— start Raw data —
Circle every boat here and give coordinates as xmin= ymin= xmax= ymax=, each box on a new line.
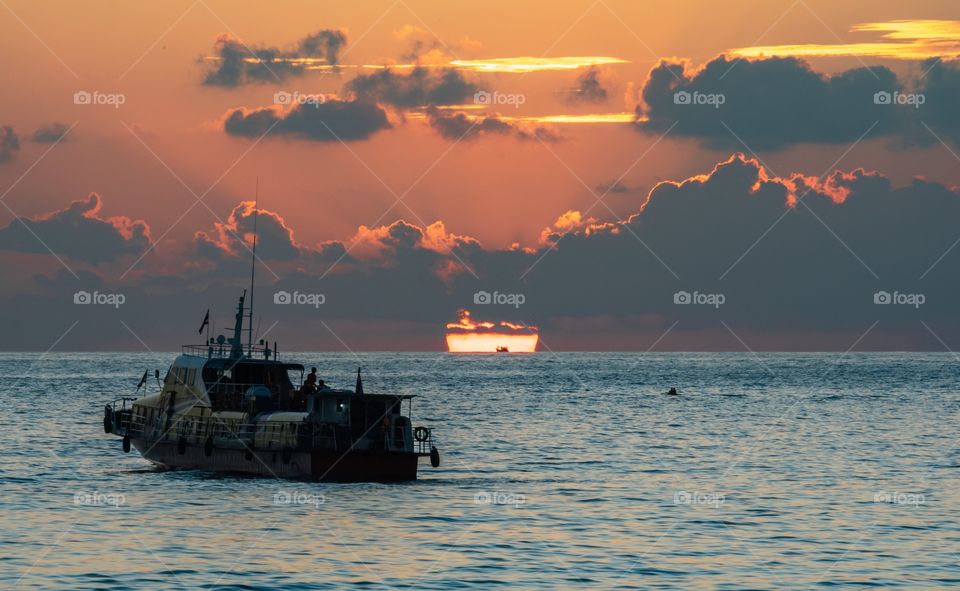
xmin=103 ymin=290 xmax=440 ymax=482
xmin=103 ymin=190 xmax=440 ymax=482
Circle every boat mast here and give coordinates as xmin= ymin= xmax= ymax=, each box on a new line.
xmin=247 ymin=177 xmax=260 ymax=355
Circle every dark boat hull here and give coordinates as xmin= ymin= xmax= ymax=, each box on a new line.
xmin=131 ymin=439 xmax=420 ymax=482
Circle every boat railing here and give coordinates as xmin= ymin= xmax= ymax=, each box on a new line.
xmin=180 ymin=343 xmax=273 ymax=359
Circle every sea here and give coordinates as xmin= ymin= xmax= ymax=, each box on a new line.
xmin=0 ymin=352 xmax=960 ymax=590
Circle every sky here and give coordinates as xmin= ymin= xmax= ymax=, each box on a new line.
xmin=0 ymin=0 xmax=960 ymax=353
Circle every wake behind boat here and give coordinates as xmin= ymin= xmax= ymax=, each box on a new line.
xmin=103 ymin=291 xmax=440 ymax=481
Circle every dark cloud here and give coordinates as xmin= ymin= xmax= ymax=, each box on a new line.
— end Raw data —
Could you output every line of the material above as a Markdown table with the columns "No." and "Line", numbering each row and omitting blank lines? Keep the pictures out of your answer.

| No. | Line |
|---|---|
| 1 | Circle every boat here and give coordinates as xmin= ymin= xmax= ymax=, each box on a new line. |
| 2 | xmin=103 ymin=290 xmax=440 ymax=482 |
| 3 | xmin=103 ymin=190 xmax=440 ymax=482 |
| 4 | Circle every boat mast here and give coordinates as xmin= ymin= xmax= ymax=, each box on a new line. |
| 5 | xmin=247 ymin=177 xmax=260 ymax=355 |
| 6 | Circle every dark boat hull here and give coordinates as xmin= ymin= xmax= ymax=, each box on a new line. |
| 7 | xmin=131 ymin=439 xmax=420 ymax=482 |
| 8 | Circle every boat railing here and give coordinates as xmin= ymin= xmax= ymax=, each box on a new line. |
| 9 | xmin=180 ymin=343 xmax=273 ymax=359 |
| 10 | Circle every sea here and give coordinates as xmin= ymin= xmax= ymax=, each box on a new line. |
| 11 | xmin=0 ymin=352 xmax=960 ymax=590 |
| 12 | Circle every sky here and give coordinates as xmin= ymin= xmax= ymax=, each box on a new line. |
| 13 | xmin=0 ymin=0 xmax=960 ymax=353 |
| 14 | Circle every wake behind boat here and give coordinates as xmin= ymin= xmax= ymax=, each box on a new line. |
| 15 | xmin=103 ymin=291 xmax=440 ymax=481 |
| 16 | Circle every dark cloud here and give coordinates as xmin= ymin= xmax= ymax=, each box on a new line. |